**WORK ORDER**
Exactly reproduce the line containing "Target: girl with long brown hair" together with every line after it, through the end of the entries, and give nothing more.

**INPUT MATERIAL**
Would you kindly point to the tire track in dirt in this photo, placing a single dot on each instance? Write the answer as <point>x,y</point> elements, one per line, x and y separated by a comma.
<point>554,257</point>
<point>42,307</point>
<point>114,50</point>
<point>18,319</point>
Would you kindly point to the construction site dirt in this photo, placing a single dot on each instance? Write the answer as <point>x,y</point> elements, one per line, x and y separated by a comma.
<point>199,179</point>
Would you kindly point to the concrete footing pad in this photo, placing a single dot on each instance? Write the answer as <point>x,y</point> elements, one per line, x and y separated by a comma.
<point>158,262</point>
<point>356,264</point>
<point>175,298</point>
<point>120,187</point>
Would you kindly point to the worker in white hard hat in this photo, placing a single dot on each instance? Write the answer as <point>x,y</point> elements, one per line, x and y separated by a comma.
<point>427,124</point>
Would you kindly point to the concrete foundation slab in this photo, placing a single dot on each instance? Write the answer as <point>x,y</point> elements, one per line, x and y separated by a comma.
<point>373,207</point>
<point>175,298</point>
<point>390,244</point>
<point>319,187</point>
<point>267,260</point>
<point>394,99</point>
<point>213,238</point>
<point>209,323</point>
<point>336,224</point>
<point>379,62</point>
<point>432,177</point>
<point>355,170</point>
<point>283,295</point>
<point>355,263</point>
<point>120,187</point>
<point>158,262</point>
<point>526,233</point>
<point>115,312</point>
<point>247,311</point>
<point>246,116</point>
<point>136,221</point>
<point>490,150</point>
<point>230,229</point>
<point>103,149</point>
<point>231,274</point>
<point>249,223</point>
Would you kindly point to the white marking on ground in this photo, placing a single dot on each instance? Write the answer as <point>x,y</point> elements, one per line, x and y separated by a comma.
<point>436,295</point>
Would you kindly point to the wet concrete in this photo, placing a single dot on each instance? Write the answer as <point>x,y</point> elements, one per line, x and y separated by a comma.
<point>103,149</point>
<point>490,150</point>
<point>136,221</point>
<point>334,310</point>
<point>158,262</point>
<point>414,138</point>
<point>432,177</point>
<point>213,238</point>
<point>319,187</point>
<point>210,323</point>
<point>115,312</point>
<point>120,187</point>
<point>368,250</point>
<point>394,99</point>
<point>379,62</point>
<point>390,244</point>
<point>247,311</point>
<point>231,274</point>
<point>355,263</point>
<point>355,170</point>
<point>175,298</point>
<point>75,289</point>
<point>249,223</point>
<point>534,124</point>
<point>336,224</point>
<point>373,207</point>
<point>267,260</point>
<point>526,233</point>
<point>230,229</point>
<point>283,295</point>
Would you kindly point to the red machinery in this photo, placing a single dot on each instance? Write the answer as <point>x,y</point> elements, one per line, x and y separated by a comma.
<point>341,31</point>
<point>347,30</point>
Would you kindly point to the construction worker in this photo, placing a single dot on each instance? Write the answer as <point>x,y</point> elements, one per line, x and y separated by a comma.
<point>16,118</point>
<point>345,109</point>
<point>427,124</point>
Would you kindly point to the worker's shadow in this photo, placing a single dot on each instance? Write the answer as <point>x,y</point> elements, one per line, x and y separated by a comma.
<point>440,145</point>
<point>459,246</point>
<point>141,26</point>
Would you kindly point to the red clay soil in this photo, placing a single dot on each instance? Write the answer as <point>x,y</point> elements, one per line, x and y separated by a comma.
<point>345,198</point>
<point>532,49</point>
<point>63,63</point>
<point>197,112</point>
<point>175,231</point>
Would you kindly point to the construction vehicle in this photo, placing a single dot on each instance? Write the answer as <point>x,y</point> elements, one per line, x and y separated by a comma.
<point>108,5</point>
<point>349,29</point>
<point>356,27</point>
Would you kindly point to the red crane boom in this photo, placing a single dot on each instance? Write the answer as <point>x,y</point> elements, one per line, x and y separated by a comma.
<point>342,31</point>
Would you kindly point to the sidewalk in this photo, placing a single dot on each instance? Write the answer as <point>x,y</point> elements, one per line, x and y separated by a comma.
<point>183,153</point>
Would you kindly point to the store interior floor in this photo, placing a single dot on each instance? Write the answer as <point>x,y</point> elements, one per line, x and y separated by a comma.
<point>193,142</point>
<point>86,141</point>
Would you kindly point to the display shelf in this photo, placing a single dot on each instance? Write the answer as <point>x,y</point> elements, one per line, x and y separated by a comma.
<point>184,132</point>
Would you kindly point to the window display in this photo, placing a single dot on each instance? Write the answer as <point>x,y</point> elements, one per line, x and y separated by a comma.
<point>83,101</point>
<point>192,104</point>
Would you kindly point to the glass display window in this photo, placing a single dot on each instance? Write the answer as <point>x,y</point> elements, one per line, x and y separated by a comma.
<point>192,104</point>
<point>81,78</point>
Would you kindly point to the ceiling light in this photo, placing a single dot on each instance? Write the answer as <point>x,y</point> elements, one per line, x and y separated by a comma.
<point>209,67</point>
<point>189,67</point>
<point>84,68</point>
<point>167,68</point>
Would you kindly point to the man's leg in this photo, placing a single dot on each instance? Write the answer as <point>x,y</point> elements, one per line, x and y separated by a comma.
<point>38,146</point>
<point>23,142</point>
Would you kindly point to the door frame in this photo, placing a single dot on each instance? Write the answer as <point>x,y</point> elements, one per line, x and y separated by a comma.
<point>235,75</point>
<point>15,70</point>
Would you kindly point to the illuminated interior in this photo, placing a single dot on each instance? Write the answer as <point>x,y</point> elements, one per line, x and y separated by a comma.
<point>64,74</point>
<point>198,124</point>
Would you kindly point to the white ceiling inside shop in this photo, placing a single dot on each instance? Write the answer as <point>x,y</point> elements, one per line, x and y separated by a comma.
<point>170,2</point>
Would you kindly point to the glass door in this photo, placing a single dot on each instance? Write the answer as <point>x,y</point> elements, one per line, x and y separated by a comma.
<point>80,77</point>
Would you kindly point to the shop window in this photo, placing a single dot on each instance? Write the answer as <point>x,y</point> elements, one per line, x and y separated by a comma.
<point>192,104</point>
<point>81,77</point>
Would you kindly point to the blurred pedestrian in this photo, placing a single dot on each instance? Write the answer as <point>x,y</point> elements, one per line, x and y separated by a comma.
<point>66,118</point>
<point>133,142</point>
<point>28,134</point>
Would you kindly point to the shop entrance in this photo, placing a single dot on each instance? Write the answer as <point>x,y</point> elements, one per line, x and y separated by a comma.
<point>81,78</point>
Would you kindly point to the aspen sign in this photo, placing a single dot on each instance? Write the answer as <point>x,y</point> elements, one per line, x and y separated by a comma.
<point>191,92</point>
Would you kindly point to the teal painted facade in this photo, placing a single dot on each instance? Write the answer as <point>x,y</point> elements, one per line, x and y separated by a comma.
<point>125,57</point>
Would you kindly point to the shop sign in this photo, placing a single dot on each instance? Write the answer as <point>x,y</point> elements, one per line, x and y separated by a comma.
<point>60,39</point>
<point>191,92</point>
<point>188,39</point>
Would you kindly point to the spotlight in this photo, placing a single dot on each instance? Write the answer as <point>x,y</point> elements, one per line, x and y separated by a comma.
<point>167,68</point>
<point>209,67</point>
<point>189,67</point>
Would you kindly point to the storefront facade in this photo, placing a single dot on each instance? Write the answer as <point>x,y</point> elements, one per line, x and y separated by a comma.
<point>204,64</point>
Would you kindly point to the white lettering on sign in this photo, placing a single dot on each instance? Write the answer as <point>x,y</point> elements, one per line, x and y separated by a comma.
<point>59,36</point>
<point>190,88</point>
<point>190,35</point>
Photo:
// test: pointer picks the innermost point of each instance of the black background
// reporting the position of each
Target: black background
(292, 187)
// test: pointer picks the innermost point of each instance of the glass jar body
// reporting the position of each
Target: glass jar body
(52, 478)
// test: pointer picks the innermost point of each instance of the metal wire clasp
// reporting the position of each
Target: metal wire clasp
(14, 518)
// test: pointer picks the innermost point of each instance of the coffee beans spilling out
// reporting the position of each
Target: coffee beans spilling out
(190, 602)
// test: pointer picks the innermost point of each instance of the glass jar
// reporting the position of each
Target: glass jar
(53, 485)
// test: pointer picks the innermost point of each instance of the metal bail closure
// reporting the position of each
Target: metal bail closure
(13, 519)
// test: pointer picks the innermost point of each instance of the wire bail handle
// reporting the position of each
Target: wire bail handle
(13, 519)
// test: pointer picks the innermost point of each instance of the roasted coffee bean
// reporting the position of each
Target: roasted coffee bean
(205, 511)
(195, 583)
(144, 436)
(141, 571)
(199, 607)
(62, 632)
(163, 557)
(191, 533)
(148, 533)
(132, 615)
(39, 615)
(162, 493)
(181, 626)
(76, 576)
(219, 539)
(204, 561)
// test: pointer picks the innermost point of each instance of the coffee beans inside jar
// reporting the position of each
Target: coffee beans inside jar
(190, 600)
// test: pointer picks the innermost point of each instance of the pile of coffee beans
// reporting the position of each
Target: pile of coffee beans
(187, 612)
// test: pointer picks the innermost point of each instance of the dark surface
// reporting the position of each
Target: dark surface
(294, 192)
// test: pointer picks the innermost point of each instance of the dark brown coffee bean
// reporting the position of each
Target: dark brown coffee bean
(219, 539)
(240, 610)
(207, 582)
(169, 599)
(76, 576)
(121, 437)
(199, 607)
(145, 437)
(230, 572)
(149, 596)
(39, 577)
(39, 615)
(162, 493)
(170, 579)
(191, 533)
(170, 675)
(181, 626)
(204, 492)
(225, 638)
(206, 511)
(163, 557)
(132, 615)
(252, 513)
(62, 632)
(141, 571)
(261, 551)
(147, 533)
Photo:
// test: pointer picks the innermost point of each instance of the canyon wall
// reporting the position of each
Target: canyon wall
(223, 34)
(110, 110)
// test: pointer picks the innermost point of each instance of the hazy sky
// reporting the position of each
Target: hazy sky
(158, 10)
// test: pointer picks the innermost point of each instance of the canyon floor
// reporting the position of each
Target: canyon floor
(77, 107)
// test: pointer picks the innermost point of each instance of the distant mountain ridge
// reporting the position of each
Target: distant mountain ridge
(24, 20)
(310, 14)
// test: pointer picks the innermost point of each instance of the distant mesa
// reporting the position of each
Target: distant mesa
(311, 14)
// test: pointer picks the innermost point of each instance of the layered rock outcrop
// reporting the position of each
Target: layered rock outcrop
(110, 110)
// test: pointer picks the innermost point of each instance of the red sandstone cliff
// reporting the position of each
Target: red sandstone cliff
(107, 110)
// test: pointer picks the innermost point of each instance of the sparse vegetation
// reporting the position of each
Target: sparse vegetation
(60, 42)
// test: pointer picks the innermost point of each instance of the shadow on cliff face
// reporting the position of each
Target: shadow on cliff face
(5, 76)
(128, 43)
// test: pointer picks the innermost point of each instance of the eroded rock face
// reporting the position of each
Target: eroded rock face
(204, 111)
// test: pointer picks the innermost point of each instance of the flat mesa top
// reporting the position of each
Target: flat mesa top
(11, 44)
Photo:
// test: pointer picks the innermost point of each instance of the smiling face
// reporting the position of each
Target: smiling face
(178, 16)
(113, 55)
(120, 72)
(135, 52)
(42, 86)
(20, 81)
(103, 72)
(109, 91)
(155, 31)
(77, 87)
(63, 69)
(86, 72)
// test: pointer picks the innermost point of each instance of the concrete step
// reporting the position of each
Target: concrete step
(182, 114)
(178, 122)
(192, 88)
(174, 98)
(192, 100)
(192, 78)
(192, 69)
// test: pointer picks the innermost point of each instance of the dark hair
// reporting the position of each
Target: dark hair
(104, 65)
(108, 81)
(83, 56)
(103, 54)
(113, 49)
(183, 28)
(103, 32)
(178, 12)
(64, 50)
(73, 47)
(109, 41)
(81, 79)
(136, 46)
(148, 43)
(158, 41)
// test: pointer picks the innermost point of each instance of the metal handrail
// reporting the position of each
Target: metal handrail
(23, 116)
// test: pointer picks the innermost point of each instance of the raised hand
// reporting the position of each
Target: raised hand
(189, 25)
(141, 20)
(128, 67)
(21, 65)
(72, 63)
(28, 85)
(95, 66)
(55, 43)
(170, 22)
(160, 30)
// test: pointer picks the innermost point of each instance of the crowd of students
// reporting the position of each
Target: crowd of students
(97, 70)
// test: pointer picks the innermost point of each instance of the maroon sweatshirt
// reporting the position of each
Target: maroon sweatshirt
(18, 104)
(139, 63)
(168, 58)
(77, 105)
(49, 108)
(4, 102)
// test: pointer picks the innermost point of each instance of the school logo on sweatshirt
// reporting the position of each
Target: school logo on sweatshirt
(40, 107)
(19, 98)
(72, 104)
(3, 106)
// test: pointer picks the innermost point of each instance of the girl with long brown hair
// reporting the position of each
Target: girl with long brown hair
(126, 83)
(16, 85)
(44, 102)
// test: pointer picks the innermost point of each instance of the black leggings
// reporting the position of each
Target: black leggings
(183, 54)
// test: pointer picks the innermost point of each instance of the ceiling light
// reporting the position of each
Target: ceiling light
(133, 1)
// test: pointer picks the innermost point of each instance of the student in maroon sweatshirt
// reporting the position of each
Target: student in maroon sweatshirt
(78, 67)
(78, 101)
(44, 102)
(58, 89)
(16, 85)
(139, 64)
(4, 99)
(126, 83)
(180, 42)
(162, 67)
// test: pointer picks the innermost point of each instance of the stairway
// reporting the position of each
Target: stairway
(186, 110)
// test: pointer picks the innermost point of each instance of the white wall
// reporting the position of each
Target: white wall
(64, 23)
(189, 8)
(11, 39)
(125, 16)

**TASK OUTPUT**
Target: girl with long brown hair
(126, 83)
(16, 85)
(44, 102)
// test: pointer picks the innermost point of each instance of the black leggings
// reporting the position of each
Target: black leggings
(183, 54)
// test: pointer picks the innermost point of each instance of the ceiling light
// reporting the position of each
Target: ceiling light
(133, 1)
// test: pointer picks the innermost point of each instance of the student in maroon sweatshirt
// reporting the position of each
Target: student in maroon sweatshirt
(78, 67)
(78, 101)
(44, 102)
(58, 89)
(16, 85)
(139, 64)
(4, 99)
(126, 83)
(180, 42)
(162, 67)
// test: pointer picks the innermost point of each instance of the stairway
// reporting the position of each
Target: stairway
(186, 110)
// test: pointer picks the innermost point of each instance of the white wall
// reporting the position of each
Target: white wall
(64, 23)
(189, 8)
(11, 39)
(125, 16)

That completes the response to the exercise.